BRIEF: In the data below, one line contains "Target: man's ear" and a later one contains "# shape of each answer: point(338, 356)". Print both, with every line between them, exactly and alone.

DATA LISTING:
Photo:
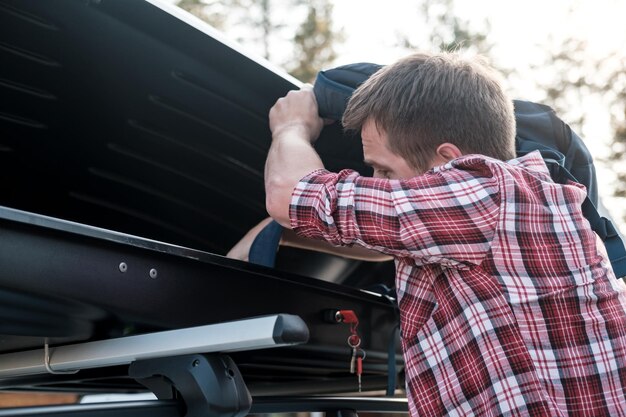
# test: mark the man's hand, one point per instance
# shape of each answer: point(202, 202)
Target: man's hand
point(296, 113)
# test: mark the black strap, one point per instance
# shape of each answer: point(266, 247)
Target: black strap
point(601, 225)
point(265, 245)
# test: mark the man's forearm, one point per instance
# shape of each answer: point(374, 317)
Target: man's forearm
point(290, 158)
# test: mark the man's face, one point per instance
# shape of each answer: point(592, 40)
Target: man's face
point(386, 164)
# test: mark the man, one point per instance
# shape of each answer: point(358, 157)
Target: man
point(507, 306)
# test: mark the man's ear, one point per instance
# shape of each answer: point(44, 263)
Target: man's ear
point(448, 151)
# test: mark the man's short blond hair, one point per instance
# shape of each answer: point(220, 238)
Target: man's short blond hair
point(425, 100)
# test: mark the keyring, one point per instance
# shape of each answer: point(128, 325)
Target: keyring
point(354, 344)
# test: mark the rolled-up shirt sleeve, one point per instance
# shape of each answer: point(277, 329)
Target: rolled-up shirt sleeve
point(446, 216)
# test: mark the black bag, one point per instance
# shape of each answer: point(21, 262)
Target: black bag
point(538, 128)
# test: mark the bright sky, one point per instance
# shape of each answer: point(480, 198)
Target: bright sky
point(520, 31)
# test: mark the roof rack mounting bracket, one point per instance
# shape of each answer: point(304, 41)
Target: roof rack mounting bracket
point(208, 385)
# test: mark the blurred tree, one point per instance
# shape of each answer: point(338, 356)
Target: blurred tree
point(445, 30)
point(211, 11)
point(576, 82)
point(314, 41)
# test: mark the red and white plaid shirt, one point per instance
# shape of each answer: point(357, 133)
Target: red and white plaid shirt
point(507, 307)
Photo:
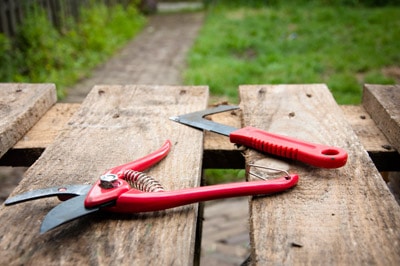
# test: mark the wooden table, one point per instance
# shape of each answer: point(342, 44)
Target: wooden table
point(341, 216)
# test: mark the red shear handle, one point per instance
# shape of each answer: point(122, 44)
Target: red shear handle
point(145, 162)
point(314, 154)
point(137, 201)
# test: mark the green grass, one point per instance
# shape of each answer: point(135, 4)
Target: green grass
point(41, 54)
point(342, 46)
point(252, 43)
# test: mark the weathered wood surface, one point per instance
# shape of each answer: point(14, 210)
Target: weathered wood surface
point(114, 125)
point(21, 106)
point(344, 216)
point(219, 152)
point(29, 148)
point(383, 104)
point(384, 156)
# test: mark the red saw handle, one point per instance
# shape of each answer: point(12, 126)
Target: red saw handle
point(314, 154)
point(134, 200)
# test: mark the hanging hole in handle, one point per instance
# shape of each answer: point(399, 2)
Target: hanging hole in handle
point(330, 152)
point(287, 176)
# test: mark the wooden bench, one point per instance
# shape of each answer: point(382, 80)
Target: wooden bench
point(341, 216)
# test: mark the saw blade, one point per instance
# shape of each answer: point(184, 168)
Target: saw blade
point(197, 120)
point(66, 211)
point(71, 190)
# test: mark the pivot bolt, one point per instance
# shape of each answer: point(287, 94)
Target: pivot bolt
point(107, 181)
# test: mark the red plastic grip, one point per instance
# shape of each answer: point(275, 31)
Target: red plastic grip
point(314, 154)
point(98, 195)
point(135, 201)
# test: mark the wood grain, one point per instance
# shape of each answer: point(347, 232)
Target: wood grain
point(383, 104)
point(344, 216)
point(384, 156)
point(21, 106)
point(114, 125)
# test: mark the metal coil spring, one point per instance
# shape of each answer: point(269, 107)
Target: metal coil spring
point(142, 182)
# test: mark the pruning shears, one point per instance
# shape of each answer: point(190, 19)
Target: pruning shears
point(127, 189)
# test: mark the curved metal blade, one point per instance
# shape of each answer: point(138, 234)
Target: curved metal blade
point(66, 211)
point(198, 121)
point(71, 190)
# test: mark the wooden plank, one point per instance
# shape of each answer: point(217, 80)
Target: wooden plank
point(21, 106)
point(382, 102)
point(114, 125)
point(344, 216)
point(384, 156)
point(29, 148)
point(218, 151)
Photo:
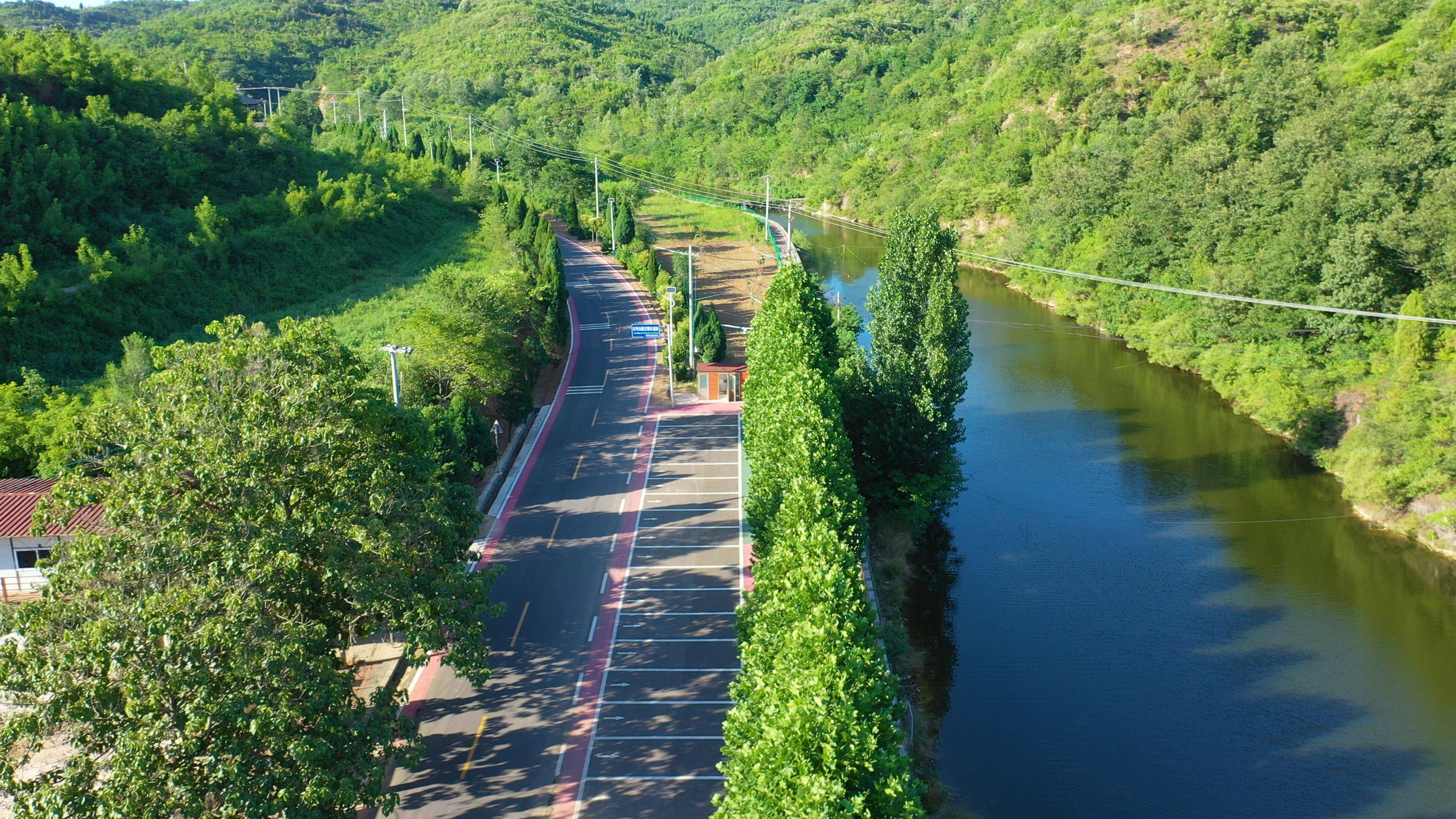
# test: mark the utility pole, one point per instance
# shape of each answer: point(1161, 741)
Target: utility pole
point(672, 377)
point(692, 315)
point(692, 318)
point(612, 209)
point(394, 363)
point(768, 237)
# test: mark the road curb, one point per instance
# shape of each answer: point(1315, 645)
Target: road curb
point(507, 463)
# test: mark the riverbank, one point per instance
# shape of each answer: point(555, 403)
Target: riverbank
point(733, 266)
point(1429, 528)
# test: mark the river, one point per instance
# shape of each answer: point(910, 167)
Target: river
point(1152, 608)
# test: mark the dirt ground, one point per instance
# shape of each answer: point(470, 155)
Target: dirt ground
point(731, 269)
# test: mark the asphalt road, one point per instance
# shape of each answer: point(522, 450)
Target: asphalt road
point(576, 575)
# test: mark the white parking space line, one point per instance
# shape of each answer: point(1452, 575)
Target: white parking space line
point(685, 779)
point(632, 670)
point(676, 445)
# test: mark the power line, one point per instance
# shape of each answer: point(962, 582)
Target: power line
point(739, 197)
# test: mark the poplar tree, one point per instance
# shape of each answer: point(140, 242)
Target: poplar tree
point(263, 511)
point(906, 429)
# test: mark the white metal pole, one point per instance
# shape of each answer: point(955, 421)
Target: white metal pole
point(672, 377)
point(612, 209)
point(768, 235)
point(692, 315)
point(394, 372)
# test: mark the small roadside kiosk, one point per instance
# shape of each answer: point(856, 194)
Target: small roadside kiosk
point(721, 382)
point(19, 550)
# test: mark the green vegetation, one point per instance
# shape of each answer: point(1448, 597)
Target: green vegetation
point(98, 19)
point(905, 425)
point(807, 736)
point(264, 509)
point(149, 206)
point(1286, 152)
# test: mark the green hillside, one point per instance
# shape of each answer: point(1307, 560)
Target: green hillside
point(40, 15)
point(1295, 152)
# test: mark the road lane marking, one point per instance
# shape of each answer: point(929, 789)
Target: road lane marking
point(519, 623)
point(666, 736)
point(685, 779)
point(474, 745)
point(672, 703)
point(679, 640)
point(675, 614)
point(646, 670)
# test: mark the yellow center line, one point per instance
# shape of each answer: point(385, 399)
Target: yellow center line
point(526, 608)
point(474, 745)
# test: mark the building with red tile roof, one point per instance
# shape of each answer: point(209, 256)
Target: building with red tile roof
point(21, 550)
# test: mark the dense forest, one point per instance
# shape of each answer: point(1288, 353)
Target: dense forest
point(1293, 152)
point(1298, 151)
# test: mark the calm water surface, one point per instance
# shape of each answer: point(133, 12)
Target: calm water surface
point(1135, 627)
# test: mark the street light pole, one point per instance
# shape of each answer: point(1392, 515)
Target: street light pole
point(612, 209)
point(768, 237)
point(394, 363)
point(672, 377)
point(692, 317)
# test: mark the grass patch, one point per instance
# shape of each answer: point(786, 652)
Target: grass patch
point(689, 221)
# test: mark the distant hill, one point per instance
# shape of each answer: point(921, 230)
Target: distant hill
point(98, 19)
point(721, 24)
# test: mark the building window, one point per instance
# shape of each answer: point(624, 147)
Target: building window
point(27, 559)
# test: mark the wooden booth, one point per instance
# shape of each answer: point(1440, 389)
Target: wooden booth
point(721, 382)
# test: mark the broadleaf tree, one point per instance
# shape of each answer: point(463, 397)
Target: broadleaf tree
point(263, 511)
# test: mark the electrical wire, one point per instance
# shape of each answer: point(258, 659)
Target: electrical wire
point(739, 197)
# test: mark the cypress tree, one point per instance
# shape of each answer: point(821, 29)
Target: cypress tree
point(1413, 340)
point(515, 212)
point(573, 218)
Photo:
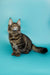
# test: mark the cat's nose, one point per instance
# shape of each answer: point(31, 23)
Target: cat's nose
point(15, 28)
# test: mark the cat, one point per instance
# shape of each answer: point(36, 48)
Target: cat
point(20, 42)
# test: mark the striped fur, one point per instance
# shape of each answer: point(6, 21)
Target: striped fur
point(20, 42)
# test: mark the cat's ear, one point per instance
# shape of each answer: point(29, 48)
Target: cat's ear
point(10, 21)
point(19, 22)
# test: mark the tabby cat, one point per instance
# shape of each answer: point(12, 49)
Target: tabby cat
point(20, 42)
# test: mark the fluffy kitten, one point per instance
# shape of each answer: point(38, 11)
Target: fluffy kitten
point(20, 42)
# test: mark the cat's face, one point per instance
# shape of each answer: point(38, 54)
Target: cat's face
point(14, 28)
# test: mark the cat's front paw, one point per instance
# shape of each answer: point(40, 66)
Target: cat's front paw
point(18, 54)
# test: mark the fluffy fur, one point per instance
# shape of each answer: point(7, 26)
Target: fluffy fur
point(20, 42)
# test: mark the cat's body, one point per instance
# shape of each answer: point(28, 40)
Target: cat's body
point(20, 42)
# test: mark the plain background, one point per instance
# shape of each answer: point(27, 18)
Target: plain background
point(35, 23)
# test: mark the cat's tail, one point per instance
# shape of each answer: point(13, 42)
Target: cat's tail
point(39, 49)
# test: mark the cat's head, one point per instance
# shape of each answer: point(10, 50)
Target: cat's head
point(14, 28)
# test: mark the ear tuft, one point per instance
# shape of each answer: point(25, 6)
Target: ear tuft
point(10, 21)
point(18, 22)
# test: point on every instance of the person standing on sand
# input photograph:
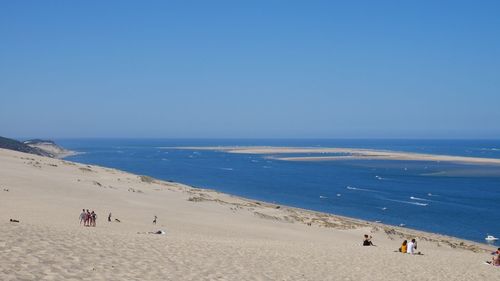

OUTPUT:
Target: man's ear
point(448, 151)
# test: mark the man's short blond hair, one point per instance
# shape of each answer: point(220, 238)
Target: man's short blond hair
point(425, 100)
# test: mark the keyring, one point per instance
# shape of each answer: point(128, 325)
Target: keyring
point(354, 344)
# test: mark the rolled-up shirt sleeve, one point per instance
# shape of each answer: point(277, 329)
Target: rolled-up shirt sleeve
point(446, 216)
# test: mark the black bag, one point per instance
# shape of each answer: point(21, 262)
Target: black bag
point(538, 128)
# test: mark the bright sky, one point per instance
# shape of each answer: point(480, 198)
Target: bright sky
point(520, 31)
# test: mark the roof rack mounting bracket, one point per instance
# shape of each answer: point(304, 41)
Target: roof rack mounting bracket
point(208, 385)
# test: mark the blurred tree, one point per instance
# shape of each answer: point(338, 356)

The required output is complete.